* RETO 1
Transcribe sin cambios el fragmento del texto de lectura sobre el año 1977 que empieza en las palabras "Era una época" y termina después de "fachada color crema.".

* TEXTO DE LECTURA
Recuerdo 1977 como un año melancólico. Cursaba tercero de primaria, con la maestra Laura Elena Acuña Hernández quien, proclamaba con orgullo, procedía de Ciudad Victoria. Fue a través de ella que por vez primera escuché lo que era el jocoque, producto que se hacía en su tierra. Describió el lácteo con tal meticulosidad, que me provocó un antojo inmediato. El problema es que en ninguna tienda de aquellos años se vendía en Monterrey el bendito jocoque, así que durante años me quedé con las ganas.

Quién sabe por qué, pero en ese año en la Escuela Primaria Ford 40 hubo tres grupos de tercer grado cuando, en el pasado, si acaso se formaba uno.

En ese ciclo escolar, el plantel se había abarrotado de niños y los salones se desbordaban por matrícula excesiva. El inmueble está aún en la Calle Privada Jiménez y, en el aula, yo me sentaba en uno de los costados, junto al enorme ventanal que colinda con la banqueta.

Era una época de mañanas nubladas. A diario veía, del otro lado de la calle, una casa abandonada que producía un inexplicable sentimiento de tristeza. En la parte de enfrente tenía una alambrada, como de un metro de alto, tras la cual se extendía un alargado patio frontal, recubierto de cascajo. Hasta el fondo, como como unos diez metros hacia adentro, estaba la fachada color crema.

Suponía que en algún tiempo alguien debió habitarla y llenarla de actividad, por lo que el área solariega me provocaba algo indefinido en el estómago, un sentimiento de ligera angustia asociado con el desánimo, como cuando me cansaba de jugar en la calle, y quería ya llegar a la casa y serenarme en el lugar más seguro del mundo.

* RETO 2
Presenta como lista numerada las líneas de los registros que van desde la que contiene "# test: locate points for every instance of the wooden" hasta la que contiene "(713, 1026)", ambas incluidas. Omite las líneas en blanco.

* DATOS DE ENTRADA
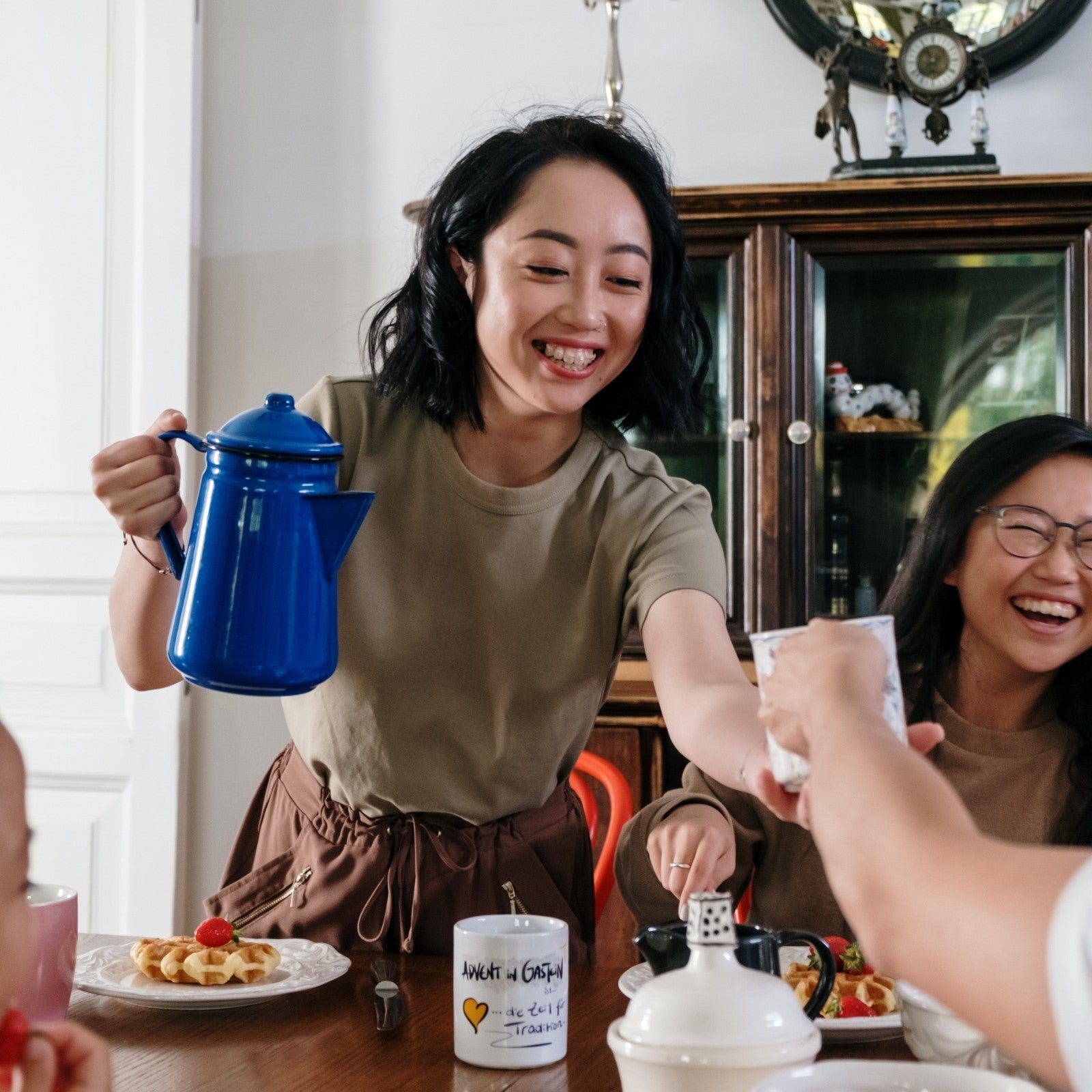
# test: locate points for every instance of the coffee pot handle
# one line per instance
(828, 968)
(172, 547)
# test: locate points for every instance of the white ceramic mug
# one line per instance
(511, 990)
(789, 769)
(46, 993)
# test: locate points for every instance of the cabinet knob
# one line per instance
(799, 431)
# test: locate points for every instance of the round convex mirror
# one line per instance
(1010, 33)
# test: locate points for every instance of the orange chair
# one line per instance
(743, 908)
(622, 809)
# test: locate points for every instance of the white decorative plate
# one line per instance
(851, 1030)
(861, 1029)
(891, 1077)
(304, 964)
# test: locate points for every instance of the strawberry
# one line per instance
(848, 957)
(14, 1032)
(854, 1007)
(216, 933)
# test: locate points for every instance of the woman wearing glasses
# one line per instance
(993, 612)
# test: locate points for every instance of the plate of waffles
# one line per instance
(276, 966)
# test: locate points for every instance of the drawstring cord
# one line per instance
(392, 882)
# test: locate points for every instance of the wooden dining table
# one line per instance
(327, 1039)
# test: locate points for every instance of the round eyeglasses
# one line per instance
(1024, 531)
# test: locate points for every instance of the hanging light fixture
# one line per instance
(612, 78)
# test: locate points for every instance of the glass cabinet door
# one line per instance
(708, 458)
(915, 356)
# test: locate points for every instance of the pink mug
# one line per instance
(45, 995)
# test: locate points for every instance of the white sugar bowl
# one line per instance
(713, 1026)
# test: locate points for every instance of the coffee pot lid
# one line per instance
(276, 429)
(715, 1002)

* RESPUESTA DEL EJERCICIO 1
Era una época de mañanas nubladas. A diario veía, del otro lado de la calle, una casa abandonada que producía un inexplicable sentimiento de tristeza. En la parte de enfrente tenía una alambrada, como de un metro de alto, tras la cual se extendía un alargado patio frontal, recubierto de cascajo. Hasta el fondo, como como unos diez metros hacia adentro, estaba la fachada color crema.

* RESPUESTA DEL EJERCICIO 2
1. # test: locate points for every instance of the wooden dining table
2. # one line per instance
3. (327, 1039)
4. # test: locate points for every instance of the round eyeglasses
5. # one line per instance
6. (1024, 531)
7. # test: locate points for every instance of the hanging light fixture
8. # one line per instance
9. (612, 78)
10. # test: locate points for every instance of the glass cabinet door
11. # one line per instance
12. (708, 458)
13. (915, 356)
14. # test: locate points for every instance of the pink mug
15. # one line per instance
16. (45, 995)
17. # test: locate points for every instance of the white sugar bowl
18. # one line per instance
19. (713, 1026)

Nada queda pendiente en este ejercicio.